• [AIM]:
Count how many lines in the records contain the word "clear", and reply with that number alone.

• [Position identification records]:
※ ※ ※

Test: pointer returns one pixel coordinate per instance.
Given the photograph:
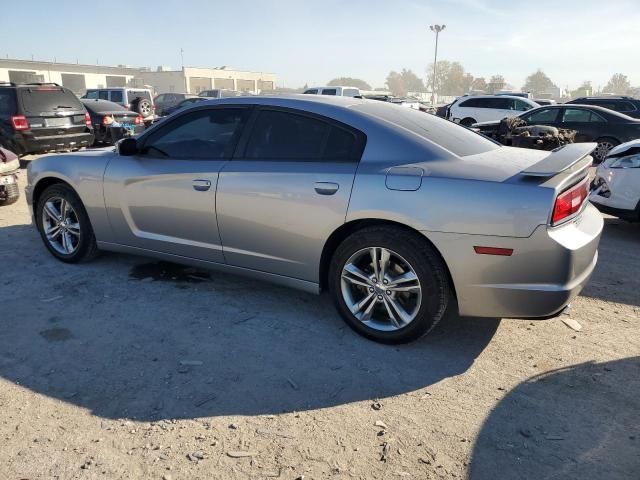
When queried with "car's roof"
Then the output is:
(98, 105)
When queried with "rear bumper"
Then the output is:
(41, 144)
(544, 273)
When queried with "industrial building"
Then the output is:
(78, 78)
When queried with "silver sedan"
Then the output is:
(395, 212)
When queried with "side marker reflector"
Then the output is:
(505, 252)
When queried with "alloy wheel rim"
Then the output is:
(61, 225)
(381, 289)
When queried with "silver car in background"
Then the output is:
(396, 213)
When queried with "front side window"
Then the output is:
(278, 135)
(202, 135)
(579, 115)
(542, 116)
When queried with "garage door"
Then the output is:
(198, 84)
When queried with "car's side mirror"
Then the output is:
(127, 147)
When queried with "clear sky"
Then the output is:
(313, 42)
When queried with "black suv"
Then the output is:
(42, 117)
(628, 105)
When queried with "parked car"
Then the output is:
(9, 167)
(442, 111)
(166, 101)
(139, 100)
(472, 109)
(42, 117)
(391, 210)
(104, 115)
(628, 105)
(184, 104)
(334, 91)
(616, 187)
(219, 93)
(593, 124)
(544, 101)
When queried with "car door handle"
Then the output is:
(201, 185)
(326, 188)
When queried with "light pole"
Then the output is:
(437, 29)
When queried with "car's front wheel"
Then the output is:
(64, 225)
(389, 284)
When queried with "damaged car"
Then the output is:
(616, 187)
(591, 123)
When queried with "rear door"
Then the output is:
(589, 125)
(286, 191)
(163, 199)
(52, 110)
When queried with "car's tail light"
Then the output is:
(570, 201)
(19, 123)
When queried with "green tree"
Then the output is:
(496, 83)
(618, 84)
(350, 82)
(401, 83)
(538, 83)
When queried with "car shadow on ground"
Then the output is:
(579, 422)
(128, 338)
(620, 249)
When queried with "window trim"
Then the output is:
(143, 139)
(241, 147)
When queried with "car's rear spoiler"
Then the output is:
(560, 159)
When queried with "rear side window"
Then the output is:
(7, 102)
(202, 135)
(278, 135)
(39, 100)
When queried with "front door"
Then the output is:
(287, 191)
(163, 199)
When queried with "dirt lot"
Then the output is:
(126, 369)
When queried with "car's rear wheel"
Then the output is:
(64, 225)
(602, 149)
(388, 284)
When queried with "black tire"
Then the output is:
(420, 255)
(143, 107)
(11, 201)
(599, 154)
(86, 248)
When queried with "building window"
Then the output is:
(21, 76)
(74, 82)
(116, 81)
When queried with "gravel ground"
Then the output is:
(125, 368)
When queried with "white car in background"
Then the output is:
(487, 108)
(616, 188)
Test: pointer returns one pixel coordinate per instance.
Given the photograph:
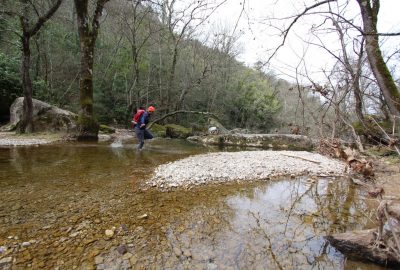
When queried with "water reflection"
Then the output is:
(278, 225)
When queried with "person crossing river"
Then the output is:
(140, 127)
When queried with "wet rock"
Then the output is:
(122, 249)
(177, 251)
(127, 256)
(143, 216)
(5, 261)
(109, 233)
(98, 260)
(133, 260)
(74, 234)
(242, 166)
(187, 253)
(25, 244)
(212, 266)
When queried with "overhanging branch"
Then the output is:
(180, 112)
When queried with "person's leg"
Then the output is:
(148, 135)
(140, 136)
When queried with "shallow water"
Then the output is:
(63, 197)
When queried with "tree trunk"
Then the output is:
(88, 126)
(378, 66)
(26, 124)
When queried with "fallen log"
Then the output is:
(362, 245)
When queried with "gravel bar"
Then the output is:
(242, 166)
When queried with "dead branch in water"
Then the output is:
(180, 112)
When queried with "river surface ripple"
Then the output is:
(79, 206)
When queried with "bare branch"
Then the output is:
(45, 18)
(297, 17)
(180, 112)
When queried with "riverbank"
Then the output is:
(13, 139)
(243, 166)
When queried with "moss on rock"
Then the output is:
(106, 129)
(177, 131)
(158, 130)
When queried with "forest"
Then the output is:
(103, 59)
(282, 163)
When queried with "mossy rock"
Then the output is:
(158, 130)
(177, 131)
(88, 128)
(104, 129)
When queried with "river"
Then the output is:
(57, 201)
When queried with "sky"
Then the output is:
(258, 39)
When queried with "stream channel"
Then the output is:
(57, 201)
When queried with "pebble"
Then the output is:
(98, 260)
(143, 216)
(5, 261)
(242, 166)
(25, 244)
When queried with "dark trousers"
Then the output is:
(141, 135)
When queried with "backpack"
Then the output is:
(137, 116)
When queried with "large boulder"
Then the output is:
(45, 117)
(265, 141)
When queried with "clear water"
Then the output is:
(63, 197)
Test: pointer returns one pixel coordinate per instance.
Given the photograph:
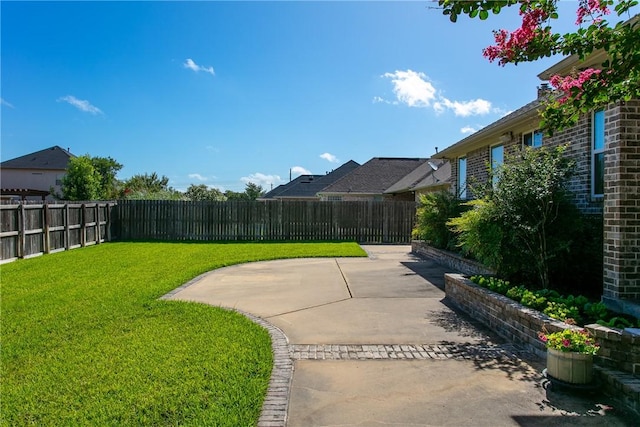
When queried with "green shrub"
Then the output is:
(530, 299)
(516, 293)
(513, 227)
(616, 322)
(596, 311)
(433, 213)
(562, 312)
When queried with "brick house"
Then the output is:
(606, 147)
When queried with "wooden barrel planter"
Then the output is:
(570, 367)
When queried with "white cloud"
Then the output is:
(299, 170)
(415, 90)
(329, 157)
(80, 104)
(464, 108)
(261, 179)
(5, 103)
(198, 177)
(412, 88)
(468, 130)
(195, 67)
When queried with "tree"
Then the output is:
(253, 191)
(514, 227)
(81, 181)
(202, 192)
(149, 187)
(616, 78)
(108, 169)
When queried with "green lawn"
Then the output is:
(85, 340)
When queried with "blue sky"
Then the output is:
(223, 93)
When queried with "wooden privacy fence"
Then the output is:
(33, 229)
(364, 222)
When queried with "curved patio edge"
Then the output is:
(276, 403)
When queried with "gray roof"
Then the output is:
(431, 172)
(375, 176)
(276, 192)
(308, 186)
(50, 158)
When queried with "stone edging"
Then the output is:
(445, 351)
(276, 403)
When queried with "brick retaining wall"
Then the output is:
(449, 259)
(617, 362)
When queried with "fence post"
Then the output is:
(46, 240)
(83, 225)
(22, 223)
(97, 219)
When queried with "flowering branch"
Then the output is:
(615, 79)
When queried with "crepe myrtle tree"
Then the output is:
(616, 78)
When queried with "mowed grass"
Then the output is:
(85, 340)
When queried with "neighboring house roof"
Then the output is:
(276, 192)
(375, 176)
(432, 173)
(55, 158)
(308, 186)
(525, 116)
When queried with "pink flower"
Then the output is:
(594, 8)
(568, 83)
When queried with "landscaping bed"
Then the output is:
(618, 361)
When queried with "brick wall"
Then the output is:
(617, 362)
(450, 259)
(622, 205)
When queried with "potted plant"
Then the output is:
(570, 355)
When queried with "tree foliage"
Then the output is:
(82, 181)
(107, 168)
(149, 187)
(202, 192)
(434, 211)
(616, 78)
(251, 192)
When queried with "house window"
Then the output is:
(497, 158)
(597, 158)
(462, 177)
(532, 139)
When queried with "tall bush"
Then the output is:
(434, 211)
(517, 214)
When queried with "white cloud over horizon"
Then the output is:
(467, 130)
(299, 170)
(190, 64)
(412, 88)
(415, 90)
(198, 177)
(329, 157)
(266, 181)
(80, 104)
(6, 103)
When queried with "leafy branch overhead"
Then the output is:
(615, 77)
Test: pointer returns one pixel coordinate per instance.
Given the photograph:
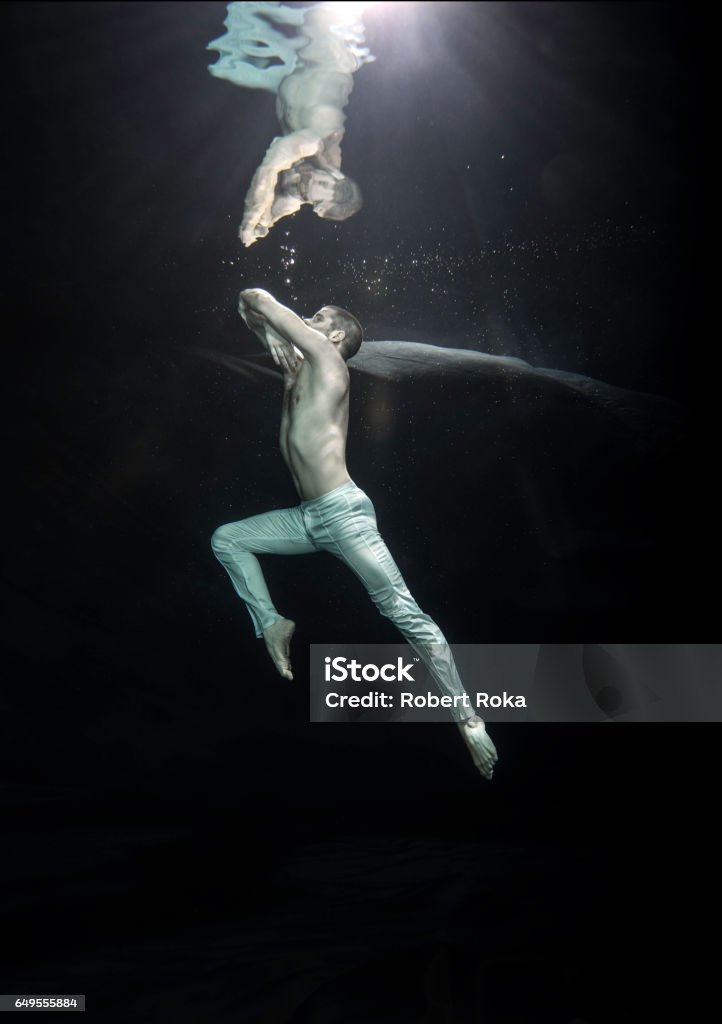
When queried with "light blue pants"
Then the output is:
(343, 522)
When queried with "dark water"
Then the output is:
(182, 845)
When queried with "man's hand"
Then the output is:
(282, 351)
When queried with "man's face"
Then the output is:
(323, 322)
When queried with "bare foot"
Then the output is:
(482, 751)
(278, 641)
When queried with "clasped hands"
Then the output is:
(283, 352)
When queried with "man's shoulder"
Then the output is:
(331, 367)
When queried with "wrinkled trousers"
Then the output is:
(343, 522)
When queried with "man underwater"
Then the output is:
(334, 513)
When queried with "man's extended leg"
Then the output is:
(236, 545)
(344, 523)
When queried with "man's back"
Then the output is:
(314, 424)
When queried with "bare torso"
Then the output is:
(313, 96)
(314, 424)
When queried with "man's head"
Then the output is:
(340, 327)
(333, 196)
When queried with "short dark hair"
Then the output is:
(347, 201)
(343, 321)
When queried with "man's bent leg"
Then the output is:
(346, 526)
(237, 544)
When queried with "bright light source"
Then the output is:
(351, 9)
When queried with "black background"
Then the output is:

※ ※ ※

• [SOLUTION TO THE PROBLEM]:
2